• [TO BE DONE]: Write out each record again exactly as it stands.

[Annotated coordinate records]
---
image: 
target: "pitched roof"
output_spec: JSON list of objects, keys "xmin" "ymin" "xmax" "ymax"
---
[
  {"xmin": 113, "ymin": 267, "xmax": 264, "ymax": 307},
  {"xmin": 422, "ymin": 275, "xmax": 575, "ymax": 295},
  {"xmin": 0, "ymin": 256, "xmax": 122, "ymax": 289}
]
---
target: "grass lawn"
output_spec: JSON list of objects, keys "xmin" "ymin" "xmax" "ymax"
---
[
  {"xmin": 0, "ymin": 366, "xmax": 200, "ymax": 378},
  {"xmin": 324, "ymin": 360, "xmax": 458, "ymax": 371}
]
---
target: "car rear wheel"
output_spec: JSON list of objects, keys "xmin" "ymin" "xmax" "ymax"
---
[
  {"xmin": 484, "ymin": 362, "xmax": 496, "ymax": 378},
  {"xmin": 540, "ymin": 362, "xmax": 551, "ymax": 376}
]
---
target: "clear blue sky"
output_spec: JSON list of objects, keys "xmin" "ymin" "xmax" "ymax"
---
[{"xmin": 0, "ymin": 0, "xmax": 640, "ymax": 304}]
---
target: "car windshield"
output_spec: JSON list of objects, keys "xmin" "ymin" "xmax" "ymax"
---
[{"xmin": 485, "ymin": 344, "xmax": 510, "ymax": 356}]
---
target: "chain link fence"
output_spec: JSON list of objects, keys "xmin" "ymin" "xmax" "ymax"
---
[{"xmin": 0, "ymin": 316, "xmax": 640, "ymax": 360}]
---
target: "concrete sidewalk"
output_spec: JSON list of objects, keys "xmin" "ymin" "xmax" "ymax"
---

• [THE OUTPUT]:
---
image: 
target: "pitched roof"
output_spec: JSON list of objects, keys "xmin" "ymin" "xmax" "ymax"
---
[
  {"xmin": 113, "ymin": 267, "xmax": 264, "ymax": 307},
  {"xmin": 422, "ymin": 275, "xmax": 575, "ymax": 295},
  {"xmin": 0, "ymin": 256, "xmax": 122, "ymax": 289}
]
---
target: "grass lawn"
output_spec: JSON list of objects, keys "xmin" "ymin" "xmax" "ymax"
---
[
  {"xmin": 0, "ymin": 366, "xmax": 200, "ymax": 378},
  {"xmin": 324, "ymin": 360, "xmax": 458, "ymax": 371}
]
---
target: "car rear wheel"
output_spec: JSON list of objects, keys "xmin" "ymin" "xmax" "ymax"
---
[
  {"xmin": 484, "ymin": 362, "xmax": 496, "ymax": 378},
  {"xmin": 540, "ymin": 362, "xmax": 551, "ymax": 376}
]
---
target: "clear blue sky"
output_spec: JSON list of objects, keys "xmin" "ymin" "xmax" "ymax"
---
[{"xmin": 0, "ymin": 0, "xmax": 640, "ymax": 304}]
---
target: "car windshield"
output_spec: JSON list of objects, keys "xmin" "ymin" "xmax" "ymax"
---
[{"xmin": 485, "ymin": 344, "xmax": 510, "ymax": 356}]
---
target: "chain link fence"
output_spec: JSON list of objects, keys "xmin" "ymin" "xmax" "ymax"
---
[{"xmin": 0, "ymin": 316, "xmax": 640, "ymax": 360}]
---
target: "concrete sidewalk"
output_spec: JSON list of objects, keys "xmin" "ymin" "xmax" "ymax"
---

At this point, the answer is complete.